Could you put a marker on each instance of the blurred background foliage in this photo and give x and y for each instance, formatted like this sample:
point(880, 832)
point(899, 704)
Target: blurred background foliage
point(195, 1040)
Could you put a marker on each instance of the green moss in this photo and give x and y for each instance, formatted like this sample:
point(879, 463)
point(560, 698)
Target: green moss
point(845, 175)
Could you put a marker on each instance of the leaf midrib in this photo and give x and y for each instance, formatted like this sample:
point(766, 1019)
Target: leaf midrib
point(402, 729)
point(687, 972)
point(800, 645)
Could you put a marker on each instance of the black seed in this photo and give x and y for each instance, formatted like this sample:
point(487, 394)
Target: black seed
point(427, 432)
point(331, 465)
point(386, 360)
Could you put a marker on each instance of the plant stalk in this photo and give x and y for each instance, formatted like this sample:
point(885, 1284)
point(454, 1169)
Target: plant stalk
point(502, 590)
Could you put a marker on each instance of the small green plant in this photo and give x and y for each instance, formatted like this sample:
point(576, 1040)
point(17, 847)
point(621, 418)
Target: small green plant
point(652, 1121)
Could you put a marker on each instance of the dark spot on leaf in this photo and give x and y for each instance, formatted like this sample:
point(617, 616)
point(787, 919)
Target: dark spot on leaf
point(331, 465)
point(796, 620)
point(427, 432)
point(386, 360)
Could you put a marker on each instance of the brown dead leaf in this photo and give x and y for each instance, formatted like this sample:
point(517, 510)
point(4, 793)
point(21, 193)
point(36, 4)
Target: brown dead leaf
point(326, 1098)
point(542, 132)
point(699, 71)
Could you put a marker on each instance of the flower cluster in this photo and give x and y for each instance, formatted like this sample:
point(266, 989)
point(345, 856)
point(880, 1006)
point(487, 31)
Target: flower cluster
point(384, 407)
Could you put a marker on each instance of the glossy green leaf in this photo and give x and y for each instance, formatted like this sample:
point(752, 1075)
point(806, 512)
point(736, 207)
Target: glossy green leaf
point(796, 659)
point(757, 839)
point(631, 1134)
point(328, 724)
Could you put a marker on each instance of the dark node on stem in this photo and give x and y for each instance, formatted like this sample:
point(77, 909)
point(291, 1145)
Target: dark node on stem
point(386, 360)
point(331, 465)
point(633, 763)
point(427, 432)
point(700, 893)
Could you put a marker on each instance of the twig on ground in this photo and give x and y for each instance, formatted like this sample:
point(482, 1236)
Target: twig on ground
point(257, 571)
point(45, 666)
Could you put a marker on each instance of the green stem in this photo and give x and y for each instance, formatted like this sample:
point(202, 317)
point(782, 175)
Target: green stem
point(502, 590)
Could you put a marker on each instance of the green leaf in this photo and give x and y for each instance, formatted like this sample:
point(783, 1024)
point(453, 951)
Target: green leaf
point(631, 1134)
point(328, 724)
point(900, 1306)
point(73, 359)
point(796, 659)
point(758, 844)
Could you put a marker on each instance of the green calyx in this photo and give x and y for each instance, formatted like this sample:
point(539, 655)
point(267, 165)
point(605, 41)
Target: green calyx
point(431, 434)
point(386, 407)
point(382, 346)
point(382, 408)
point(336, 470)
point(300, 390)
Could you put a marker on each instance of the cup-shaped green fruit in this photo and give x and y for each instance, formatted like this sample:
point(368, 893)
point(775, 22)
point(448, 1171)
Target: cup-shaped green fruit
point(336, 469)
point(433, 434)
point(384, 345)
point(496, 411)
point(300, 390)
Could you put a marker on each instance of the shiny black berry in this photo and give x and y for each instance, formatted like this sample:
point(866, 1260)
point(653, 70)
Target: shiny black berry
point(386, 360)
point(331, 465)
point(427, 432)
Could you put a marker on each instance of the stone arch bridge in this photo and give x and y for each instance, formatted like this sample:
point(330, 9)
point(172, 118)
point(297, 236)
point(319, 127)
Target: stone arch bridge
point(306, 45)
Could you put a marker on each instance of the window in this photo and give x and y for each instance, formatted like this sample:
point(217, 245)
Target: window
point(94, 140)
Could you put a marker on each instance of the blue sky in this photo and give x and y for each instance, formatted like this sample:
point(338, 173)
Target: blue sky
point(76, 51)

**What the task requires**. Rewrite all the items above as a JSON list of strings, one string per line, and leave out any blank lines.

**Result**.
[
  "Could you put a marker on each instance of the blurred background foliage in this photo and give x and y for each instance, formatted like this sample:",
  "point(880, 832)",
  "point(899, 704)",
  "Target: blurred background foliage",
  "point(195, 1040)",
  "Could you put a marker on each instance of the green moss in this photo and give x and y for each instance, formatted like this sample:",
  "point(879, 463)",
  "point(560, 698)",
  "Target: green moss",
  "point(845, 175)",
  "Could you put a marker on each instance of the leaf midrib in this photo and give x and y for each instance, formatted like this sample:",
  "point(766, 1019)",
  "Target: leaf midrib",
  "point(402, 729)",
  "point(687, 972)",
  "point(800, 645)",
  "Could you put a marker on each instance of the black seed in this photo and give x and y for each instance, formatted like this sample:",
  "point(487, 394)",
  "Target: black seed",
  "point(427, 432)",
  "point(331, 465)",
  "point(386, 360)",
  "Could you put a marker on each instance of the plant stalk in this photo and give x and y for each instance, formatted like this sample:",
  "point(885, 1284)",
  "point(454, 1169)",
  "Target: plant stalk",
  "point(502, 590)",
  "Could you put a marker on each instance of the small green plant in this photo and give x and y for each instance, formatted like this sample:",
  "point(576, 1040)",
  "point(17, 847)",
  "point(621, 418)",
  "Target: small green plant",
  "point(652, 1121)",
  "Could you put a marker on each instance of the dark spot on leaf in this photo and give x and y for each instance, formatted like this sample:",
  "point(617, 616)",
  "point(787, 919)",
  "Target: dark spot on leaf",
  "point(331, 465)",
  "point(796, 620)",
  "point(427, 432)",
  "point(386, 360)",
  "Could you put a marker on each instance of the brown dead leaf in this photo and give x and y for each instance, formatted like this sample:",
  "point(517, 510)",
  "point(4, 793)",
  "point(21, 193)",
  "point(36, 4)",
  "Target: brown dead leaf",
  "point(326, 1098)",
  "point(542, 132)",
  "point(699, 71)",
  "Could you put a marker on each instance of the flower cluster in this photo and give x and y for each instance, formatted like this sample:",
  "point(266, 989)",
  "point(345, 856)",
  "point(880, 1006)",
  "point(487, 31)",
  "Target: flower cluster",
  "point(384, 407)",
  "Could you put a marker on each instance of the glossy green leaf in this photo and give x and y for each instance, formatted like this sample:",
  "point(752, 1075)",
  "point(806, 512)",
  "point(736, 207)",
  "Target: glossy green leaf",
  "point(796, 659)",
  "point(757, 839)",
  "point(631, 1134)",
  "point(328, 724)",
  "Could you put a marker on each instance of the dark node on stem in this photo and give x and y for each instance, formatted like this sample:",
  "point(77, 909)",
  "point(291, 1145)",
  "Target: dark node on stem",
  "point(386, 360)",
  "point(331, 465)",
  "point(633, 763)",
  "point(427, 432)",
  "point(700, 893)",
  "Could you put a marker on each instance of the twig on ground in this photo and give x and y for each instance, formatted like this sample:",
  "point(482, 1236)",
  "Target: twig on ground",
  "point(257, 571)",
  "point(45, 666)",
  "Could you put a marker on each instance of the green stem in this photo and give x and y for each instance, formatted like this sample:",
  "point(202, 317)",
  "point(782, 175)",
  "Target: green stem",
  "point(502, 590)",
  "Could you put a marker on each instance of the green leaf in this photo and give x and y for each instance, formatted like this sample:",
  "point(783, 1024)",
  "point(453, 951)",
  "Target: green leaf",
  "point(631, 1134)",
  "point(328, 724)",
  "point(900, 1306)",
  "point(73, 359)",
  "point(796, 659)",
  "point(758, 844)",
  "Could you put a marker on each instance of the green calyx in this photo and give x and y for each instance, formatted like this sample:",
  "point(539, 655)",
  "point(267, 165)",
  "point(605, 41)",
  "Target: green calyx",
  "point(431, 434)",
  "point(386, 407)",
  "point(382, 346)",
  "point(382, 408)",
  "point(336, 470)",
  "point(300, 390)",
  "Could you put a marker on each instance of the cup-shaped green fruit in this photo and give x and y for each instance, formatted like this sample:",
  "point(368, 893)",
  "point(775, 22)",
  "point(448, 1171)",
  "Target: cup-shaped green fruit",
  "point(336, 469)",
  "point(433, 434)",
  "point(384, 345)",
  "point(496, 411)",
  "point(300, 390)",
  "Could you put a marker on each instance of the shiny black berry in this photo and give x and y for each instance, formatted like this sample:",
  "point(866, 1260)",
  "point(653, 70)",
  "Target: shiny black berry",
  "point(386, 360)",
  "point(331, 465)",
  "point(427, 432)",
  "Could you put a marker on each instance of the stone arch bridge in this photo and give x and y for each instance, formatted like this sample:",
  "point(330, 9)",
  "point(172, 118)",
  "point(297, 236)",
  "point(319, 127)",
  "Target: stone arch bridge",
  "point(306, 45)",
  "Could you put a marker on each instance of the window in this photo and give x and y for each instance, formatted like this sample:",
  "point(217, 245)",
  "Target: window",
  "point(94, 140)",
  "Could you put a marker on each instance of the blue sky in this photo and give x and y for each instance, formatted like this sample:",
  "point(338, 173)",
  "Target: blue sky",
  "point(76, 51)"
]